Work in Progress: This page is under development. Use the feedback button on the bottom right to help us improve it.

Kafka to Kafka

Build a streaming pipeline that reads from one Kafka topic, transforms the data, and writes to another Kafka topic. This pattern is common for real-time filtering, enrichment, and routing.

Prerequisites

  • Connectivity to Laminar backend
  • Kafka cluster accessible
  • Kafka topics created: raw-events (source) and processed-events (sink)

For the rest of this example, we will use <laminar_backend> as a placeholder for your Laminar backend domain.

What You'll Build

  • Source: Kafka topic containing raw user events
  • Sink: Kafka topic for filtered and enriched events
  • Pipeline: Filter bot traffic and add processing metadata

Via API

Step 1: Create Connection Profile

Create a Kafka connection profile with your cluster details:

curl -X POST <laminar_backend>/api/v1/connectors/kafka/profiles \
  -H "Content-Type: application/json" \
  -d '{
    "name": "local-kafka",
    "config": {
      "bootstrap_servers": "localhost:9092",
      "authentication": {"type": "none"}
    }
  }'

Response:

{
  "id": "prof_xxx",
  "name": "local-kafka",
  "connector": "kafka"

Excerpts from segmentation records »
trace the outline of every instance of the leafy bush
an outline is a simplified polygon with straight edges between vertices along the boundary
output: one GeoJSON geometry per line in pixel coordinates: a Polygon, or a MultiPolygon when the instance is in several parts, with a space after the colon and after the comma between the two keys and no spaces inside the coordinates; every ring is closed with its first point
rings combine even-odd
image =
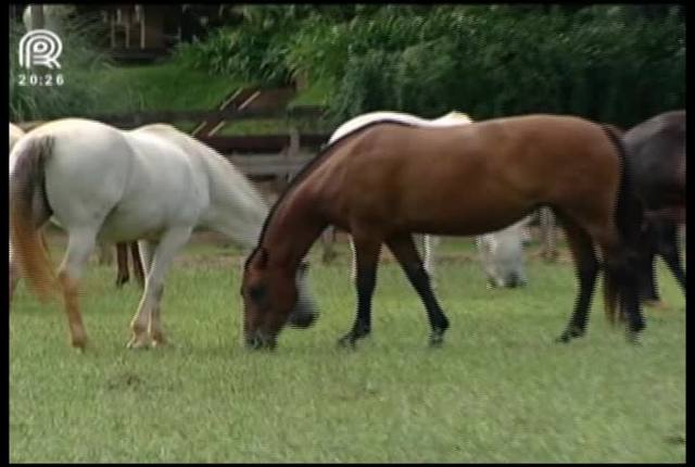
{"type": "Polygon", "coordinates": [[[380,109],[457,109],[477,119],[569,113],[631,126],[684,105],[683,12],[645,9],[243,7],[237,27],[181,54],[248,83],[328,84],[336,122],[380,109]]]}

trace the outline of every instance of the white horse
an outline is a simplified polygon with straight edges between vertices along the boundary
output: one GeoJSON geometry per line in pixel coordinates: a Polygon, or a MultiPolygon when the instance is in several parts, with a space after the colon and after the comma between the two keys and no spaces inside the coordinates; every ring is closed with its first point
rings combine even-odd
{"type": "MultiPolygon", "coordinates": [[[[348,122],[343,123],[341,126],[339,126],[338,129],[336,129],[336,131],[333,131],[333,134],[330,136],[330,139],[328,140],[328,144],[331,144],[333,141],[342,138],[349,132],[356,130],[357,128],[361,128],[365,125],[369,125],[371,123],[380,122],[380,121],[396,121],[396,122],[407,123],[410,125],[429,126],[429,127],[446,127],[446,126],[455,126],[455,125],[467,125],[469,123],[472,123],[472,121],[467,114],[456,112],[456,111],[450,112],[446,115],[443,115],[434,119],[420,118],[416,115],[406,114],[402,112],[389,112],[389,111],[369,112],[366,114],[358,115],[354,118],[351,118],[348,122]]],[[[324,248],[327,248],[328,238],[332,237],[332,235],[333,235],[332,227],[329,227],[328,229],[326,229],[323,236],[324,248]]],[[[425,269],[428,272],[430,277],[433,278],[434,277],[433,249],[435,243],[439,243],[439,238],[432,237],[429,235],[422,235],[422,236],[416,236],[416,237],[418,239],[421,239],[421,240],[416,239],[416,244],[419,247],[418,250],[420,250],[420,254],[422,254],[424,256],[422,263],[425,265],[425,269]],[[420,243],[421,243],[421,247],[419,245],[420,243]]],[[[350,241],[350,247],[353,252],[353,273],[354,273],[355,249],[352,243],[352,240],[350,241]]]]}
{"type": "MultiPolygon", "coordinates": [[[[35,126],[36,127],[36,126],[35,126]]],[[[20,140],[20,138],[22,138],[25,135],[25,131],[20,128],[16,125],[10,124],[10,152],[12,152],[12,148],[14,147],[14,144],[20,140]]],[[[60,227],[60,224],[58,224],[58,222],[55,222],[54,218],[51,217],[51,220],[53,222],[53,224],[55,224],[58,227],[60,227]]],[[[43,245],[46,247],[46,238],[42,236],[41,237],[41,241],[43,243],[43,245]]],[[[99,243],[98,245],[98,253],[99,253],[99,264],[111,264],[111,245],[106,244],[106,243],[99,243]]],[[[16,262],[14,261],[14,255],[12,254],[12,243],[10,242],[10,267],[9,267],[9,274],[10,274],[10,304],[12,304],[12,298],[14,295],[14,290],[17,287],[17,283],[20,282],[21,279],[21,275],[20,275],[20,267],[17,266],[16,262]]]]}
{"type": "Polygon", "coordinates": [[[476,245],[489,287],[521,287],[527,283],[523,245],[529,241],[527,216],[510,226],[476,237],[476,245]]]}
{"type": "MultiPolygon", "coordinates": [[[[194,228],[253,248],[268,213],[250,181],[214,150],[168,125],[122,131],[99,122],[48,123],[14,147],[10,162],[12,248],[33,291],[61,290],[72,344],[84,348],[78,282],[98,239],[139,240],[146,285],[130,323],[128,348],[165,342],[160,320],[164,276],[194,228]],[[39,248],[39,231],[53,215],[67,231],[67,252],[55,277],[39,248]]],[[[291,324],[316,317],[298,274],[291,324]]]]}

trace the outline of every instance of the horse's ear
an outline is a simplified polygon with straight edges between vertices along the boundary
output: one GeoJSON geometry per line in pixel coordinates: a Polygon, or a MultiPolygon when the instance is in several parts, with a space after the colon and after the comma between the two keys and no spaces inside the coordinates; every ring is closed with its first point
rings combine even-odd
{"type": "Polygon", "coordinates": [[[265,269],[268,266],[268,250],[261,248],[258,251],[256,267],[258,269],[265,269]]]}

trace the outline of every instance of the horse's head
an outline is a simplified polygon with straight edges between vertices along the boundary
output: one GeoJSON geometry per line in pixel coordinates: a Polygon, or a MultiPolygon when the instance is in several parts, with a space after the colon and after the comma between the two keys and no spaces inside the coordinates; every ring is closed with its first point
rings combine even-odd
{"type": "Polygon", "coordinates": [[[253,255],[244,268],[241,286],[247,345],[273,349],[286,324],[296,328],[312,326],[318,311],[306,287],[307,270],[307,263],[302,263],[296,272],[270,267],[264,248],[253,255]]]}

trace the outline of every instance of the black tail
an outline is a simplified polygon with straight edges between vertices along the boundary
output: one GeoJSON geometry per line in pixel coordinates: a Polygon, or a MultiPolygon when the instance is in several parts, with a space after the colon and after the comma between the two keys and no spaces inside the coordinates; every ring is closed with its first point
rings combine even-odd
{"type": "Polygon", "coordinates": [[[621,131],[612,125],[603,125],[603,128],[618,151],[622,168],[616,203],[616,224],[623,241],[635,247],[644,219],[644,207],[635,191],[630,157],[622,141],[621,131]]]}
{"type": "MultiPolygon", "coordinates": [[[[616,147],[618,155],[620,157],[620,165],[622,172],[620,174],[620,185],[618,186],[618,198],[616,202],[616,225],[618,232],[621,237],[621,241],[627,247],[628,256],[634,256],[639,249],[640,231],[642,229],[642,223],[644,218],[644,209],[642,202],[637,198],[635,187],[632,179],[632,171],[630,167],[630,157],[628,151],[622,141],[621,131],[611,126],[603,125],[604,131],[608,135],[608,138],[616,147]]],[[[630,267],[628,267],[628,270],[630,267]]],[[[628,273],[629,274],[629,273],[628,273]]],[[[614,274],[606,272],[603,275],[604,278],[604,306],[606,317],[612,324],[616,324],[617,317],[626,318],[624,310],[621,306],[620,313],[616,316],[616,307],[621,295],[626,293],[624,285],[621,285],[622,280],[618,280],[614,274]],[[621,293],[622,292],[622,293],[621,293]]],[[[636,292],[636,288],[635,288],[636,292]]],[[[639,305],[637,305],[639,306],[639,305]]],[[[637,310],[637,318],[639,317],[637,310]]],[[[643,323],[643,321],[641,321],[643,323]]],[[[644,327],[644,325],[640,325],[644,327]]]]}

To be done »
- a) List the prerequisites named in the Kafka to Kafka guide.
- b) Extend the Kafka to Kafka guide, picking up right after its last line.

The answers »
- a)
- Connectivity to Laminar backend
- Kafka cluster accessible
- Kafka topics created: raw-events (source) and processed-events (sink)

- b)
}

For authenticated clusters (SASL):

curl -X POST <laminar_backend>/api/v1/connectors/kafka/profiles \
  -H "Content-Type: application/json" \
  -d '{
    "name": "prod-kafka",
    "config": {
      "bootstrap_servers": "broker1:9092,broker2:9092",
      "authentication": {
        "type": "sasl",
        "sasl_config": {
          "mechanism": "SCRAM-SHA-256",
          "username": "your-username",
          "password": "your-password",
          "protocol": "SASL_SSL"
        }
      }
    }
  }'

Step 2: Create Source Table

Create a source table connected to the raw-events topic:

curl -X POST <laminar_backend>/api/v1/connectors/kafka/tables \
  -H "Content-Type: application/json" \
  -d '{
    "name": "raw_events",
    "connection_profile_id": "prof_xxx",
    "config": {
      "topic": "raw-events",
      "type": {
        "source_config": {
          "offset": "latest"
        }
      }
    },
    "schema": {
      "format": {"json": {}},
      "fields": [
        {"field_name": "event_id", "field_type": {"type": {"primitive": "Utf8"}}, "nullable": false},
        {"field_name": "user_id", "field_type": {"type": {"primitive": "Int64"}}, "nullable": false},
        {"field_name": "event_type", "field_type": {"type": {"primitive": "Utf8"}}, "nullable": false},
        {"field_name": "user_agent", "field_type": {"type": {"primitive": "Utf8"}}, "nullable": true},
        {"field_name": "ip_address", "field_type": {"type": {"primitive": "Utf8"}}, "nullable": true},
        {"field_name": "timestamp", "field_type": {"type": {"primitive": "DateTime"}}, "nullable": false}
      ]
    }
  }'

Response:

{
  "id": "ct_xxx",
  "name": "raw_events",
  "connector": "kafka",
  "tableType": "source"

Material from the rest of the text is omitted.